- **Supplied material**:
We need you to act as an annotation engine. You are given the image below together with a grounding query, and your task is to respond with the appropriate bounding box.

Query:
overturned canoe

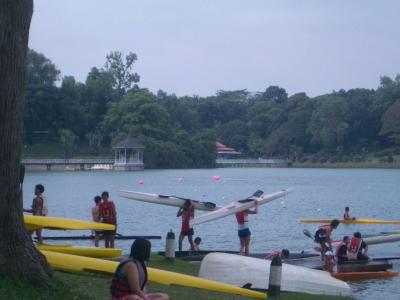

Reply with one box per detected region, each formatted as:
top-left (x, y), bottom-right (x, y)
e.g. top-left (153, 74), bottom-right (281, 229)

top-left (199, 253), bottom-right (351, 297)
top-left (331, 271), bottom-right (398, 281)
top-left (24, 215), bottom-right (115, 231)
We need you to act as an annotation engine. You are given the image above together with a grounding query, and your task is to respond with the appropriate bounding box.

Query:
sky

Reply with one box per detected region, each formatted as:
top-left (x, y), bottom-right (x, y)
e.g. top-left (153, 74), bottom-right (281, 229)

top-left (29, 0), bottom-right (400, 97)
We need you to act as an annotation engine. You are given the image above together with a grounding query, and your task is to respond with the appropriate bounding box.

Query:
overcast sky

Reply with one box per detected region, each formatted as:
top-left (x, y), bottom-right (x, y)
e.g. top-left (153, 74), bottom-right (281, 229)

top-left (29, 0), bottom-right (400, 97)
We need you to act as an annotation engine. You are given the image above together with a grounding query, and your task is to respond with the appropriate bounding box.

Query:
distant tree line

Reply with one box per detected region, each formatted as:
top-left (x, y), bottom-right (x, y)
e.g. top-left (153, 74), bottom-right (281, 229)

top-left (24, 49), bottom-right (400, 167)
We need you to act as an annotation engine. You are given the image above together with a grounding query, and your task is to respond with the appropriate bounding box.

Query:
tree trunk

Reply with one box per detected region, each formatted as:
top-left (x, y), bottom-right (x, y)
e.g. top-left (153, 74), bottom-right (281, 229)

top-left (0, 0), bottom-right (52, 286)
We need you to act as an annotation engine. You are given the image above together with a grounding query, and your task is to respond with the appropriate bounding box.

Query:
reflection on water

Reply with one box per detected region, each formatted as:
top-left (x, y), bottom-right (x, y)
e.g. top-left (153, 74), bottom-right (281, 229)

top-left (23, 168), bottom-right (400, 300)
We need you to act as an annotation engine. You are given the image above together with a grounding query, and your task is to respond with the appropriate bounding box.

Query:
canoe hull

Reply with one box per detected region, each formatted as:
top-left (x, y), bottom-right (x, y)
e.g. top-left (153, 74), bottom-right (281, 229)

top-left (199, 253), bottom-right (351, 297)
top-left (331, 271), bottom-right (399, 281)
top-left (24, 215), bottom-right (115, 231)
top-left (37, 244), bottom-right (122, 258)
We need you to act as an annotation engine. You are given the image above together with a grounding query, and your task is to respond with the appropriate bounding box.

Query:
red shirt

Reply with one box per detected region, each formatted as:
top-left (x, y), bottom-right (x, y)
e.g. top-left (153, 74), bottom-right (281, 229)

top-left (181, 210), bottom-right (191, 231)
top-left (99, 201), bottom-right (116, 224)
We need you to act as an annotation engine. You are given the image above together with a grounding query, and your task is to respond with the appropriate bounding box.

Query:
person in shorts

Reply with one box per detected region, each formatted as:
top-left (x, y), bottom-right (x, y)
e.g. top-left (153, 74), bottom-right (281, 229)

top-left (99, 191), bottom-right (117, 248)
top-left (92, 195), bottom-right (102, 247)
top-left (177, 200), bottom-right (195, 251)
top-left (235, 201), bottom-right (258, 256)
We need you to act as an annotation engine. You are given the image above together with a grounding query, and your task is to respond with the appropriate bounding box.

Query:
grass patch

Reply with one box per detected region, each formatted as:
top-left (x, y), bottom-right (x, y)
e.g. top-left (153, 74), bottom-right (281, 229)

top-left (0, 255), bottom-right (354, 300)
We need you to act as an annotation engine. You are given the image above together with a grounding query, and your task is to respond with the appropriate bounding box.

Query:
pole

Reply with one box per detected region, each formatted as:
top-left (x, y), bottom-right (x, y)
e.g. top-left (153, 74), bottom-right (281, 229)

top-left (268, 256), bottom-right (282, 297)
top-left (165, 229), bottom-right (175, 260)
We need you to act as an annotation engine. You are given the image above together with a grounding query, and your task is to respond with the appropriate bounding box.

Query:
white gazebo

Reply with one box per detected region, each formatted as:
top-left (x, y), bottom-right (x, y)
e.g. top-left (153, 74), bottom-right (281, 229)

top-left (112, 136), bottom-right (144, 171)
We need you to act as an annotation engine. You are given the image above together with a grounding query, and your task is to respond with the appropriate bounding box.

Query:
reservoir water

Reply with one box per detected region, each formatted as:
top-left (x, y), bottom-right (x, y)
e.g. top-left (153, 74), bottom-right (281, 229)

top-left (23, 168), bottom-right (400, 299)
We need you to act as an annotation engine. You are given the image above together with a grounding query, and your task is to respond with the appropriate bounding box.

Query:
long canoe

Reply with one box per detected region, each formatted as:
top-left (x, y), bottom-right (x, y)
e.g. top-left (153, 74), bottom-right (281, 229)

top-left (40, 250), bottom-right (266, 299)
top-left (199, 253), bottom-right (351, 297)
top-left (300, 219), bottom-right (400, 225)
top-left (24, 215), bottom-right (115, 231)
top-left (118, 190), bottom-right (219, 211)
top-left (190, 188), bottom-right (293, 226)
top-left (39, 234), bottom-right (161, 240)
top-left (36, 244), bottom-right (122, 258)
top-left (331, 271), bottom-right (398, 281)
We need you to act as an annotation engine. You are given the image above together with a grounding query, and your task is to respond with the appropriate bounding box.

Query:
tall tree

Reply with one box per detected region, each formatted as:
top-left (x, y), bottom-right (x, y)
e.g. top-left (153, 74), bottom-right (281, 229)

top-left (0, 0), bottom-right (52, 285)
top-left (105, 51), bottom-right (140, 97)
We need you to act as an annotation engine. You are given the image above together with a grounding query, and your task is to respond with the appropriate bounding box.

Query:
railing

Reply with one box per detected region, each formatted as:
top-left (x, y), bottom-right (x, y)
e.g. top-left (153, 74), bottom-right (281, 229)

top-left (22, 159), bottom-right (114, 164)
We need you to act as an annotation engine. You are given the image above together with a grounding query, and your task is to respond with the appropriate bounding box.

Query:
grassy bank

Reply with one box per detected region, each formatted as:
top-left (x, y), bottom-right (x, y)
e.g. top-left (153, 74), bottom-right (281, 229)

top-left (0, 255), bottom-right (353, 300)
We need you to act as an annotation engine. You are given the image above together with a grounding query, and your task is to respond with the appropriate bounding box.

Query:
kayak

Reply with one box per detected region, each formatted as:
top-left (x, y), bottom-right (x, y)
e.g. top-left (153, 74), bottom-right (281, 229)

top-left (36, 244), bottom-right (122, 258)
top-left (190, 188), bottom-right (293, 226)
top-left (199, 253), bottom-right (351, 297)
top-left (363, 234), bottom-right (400, 245)
top-left (24, 215), bottom-right (115, 231)
top-left (300, 219), bottom-right (400, 225)
top-left (39, 234), bottom-right (161, 240)
top-left (331, 271), bottom-right (399, 281)
top-left (118, 190), bottom-right (219, 211)
top-left (41, 250), bottom-right (266, 299)
top-left (158, 250), bottom-right (318, 262)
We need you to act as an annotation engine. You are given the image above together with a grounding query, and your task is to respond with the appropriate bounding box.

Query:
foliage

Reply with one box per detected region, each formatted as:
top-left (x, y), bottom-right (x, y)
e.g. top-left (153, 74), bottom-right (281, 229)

top-left (23, 48), bottom-right (400, 166)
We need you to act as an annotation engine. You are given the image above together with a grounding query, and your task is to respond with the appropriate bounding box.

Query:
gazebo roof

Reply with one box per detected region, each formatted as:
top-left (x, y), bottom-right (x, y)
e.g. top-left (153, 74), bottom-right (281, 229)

top-left (112, 136), bottom-right (144, 149)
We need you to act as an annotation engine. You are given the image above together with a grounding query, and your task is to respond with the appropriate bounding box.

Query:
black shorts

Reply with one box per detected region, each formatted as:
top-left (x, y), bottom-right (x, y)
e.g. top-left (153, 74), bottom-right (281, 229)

top-left (102, 229), bottom-right (116, 236)
top-left (180, 228), bottom-right (194, 236)
top-left (315, 236), bottom-right (327, 244)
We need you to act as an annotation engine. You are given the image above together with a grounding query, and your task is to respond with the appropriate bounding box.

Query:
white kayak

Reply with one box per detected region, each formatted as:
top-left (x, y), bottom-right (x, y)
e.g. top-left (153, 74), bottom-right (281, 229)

top-left (118, 190), bottom-right (220, 211)
top-left (199, 253), bottom-right (351, 297)
top-left (190, 188), bottom-right (293, 226)
top-left (360, 234), bottom-right (400, 246)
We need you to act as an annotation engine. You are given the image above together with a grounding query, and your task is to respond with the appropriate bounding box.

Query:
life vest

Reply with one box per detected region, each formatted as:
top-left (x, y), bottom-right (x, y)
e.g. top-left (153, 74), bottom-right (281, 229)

top-left (314, 224), bottom-right (329, 242)
top-left (348, 237), bottom-right (362, 260)
top-left (110, 258), bottom-right (147, 298)
top-left (99, 201), bottom-right (116, 224)
top-left (235, 211), bottom-right (248, 230)
top-left (41, 196), bottom-right (48, 216)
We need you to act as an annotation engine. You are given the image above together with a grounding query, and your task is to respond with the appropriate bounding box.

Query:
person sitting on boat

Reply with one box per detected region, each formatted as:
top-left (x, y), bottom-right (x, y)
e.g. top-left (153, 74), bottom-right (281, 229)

top-left (348, 232), bottom-right (369, 261)
top-left (193, 237), bottom-right (202, 252)
top-left (177, 200), bottom-right (195, 251)
top-left (110, 238), bottom-right (169, 300)
top-left (336, 236), bottom-right (350, 264)
top-left (314, 219), bottom-right (340, 260)
top-left (324, 250), bottom-right (336, 272)
top-left (92, 195), bottom-right (102, 247)
top-left (235, 201), bottom-right (258, 256)
top-left (343, 207), bottom-right (356, 220)
top-left (264, 249), bottom-right (290, 260)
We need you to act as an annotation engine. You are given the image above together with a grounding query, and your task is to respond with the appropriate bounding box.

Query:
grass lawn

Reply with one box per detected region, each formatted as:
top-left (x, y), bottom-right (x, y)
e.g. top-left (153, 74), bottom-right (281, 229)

top-left (0, 254), bottom-right (354, 300)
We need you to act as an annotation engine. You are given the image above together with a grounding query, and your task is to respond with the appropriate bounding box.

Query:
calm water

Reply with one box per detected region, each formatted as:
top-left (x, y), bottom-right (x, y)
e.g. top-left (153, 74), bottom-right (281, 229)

- **Task requirements**: In the entries above, tally the lines containing the word "canoe" and return only the tally.

- **Response to this exercise**: 3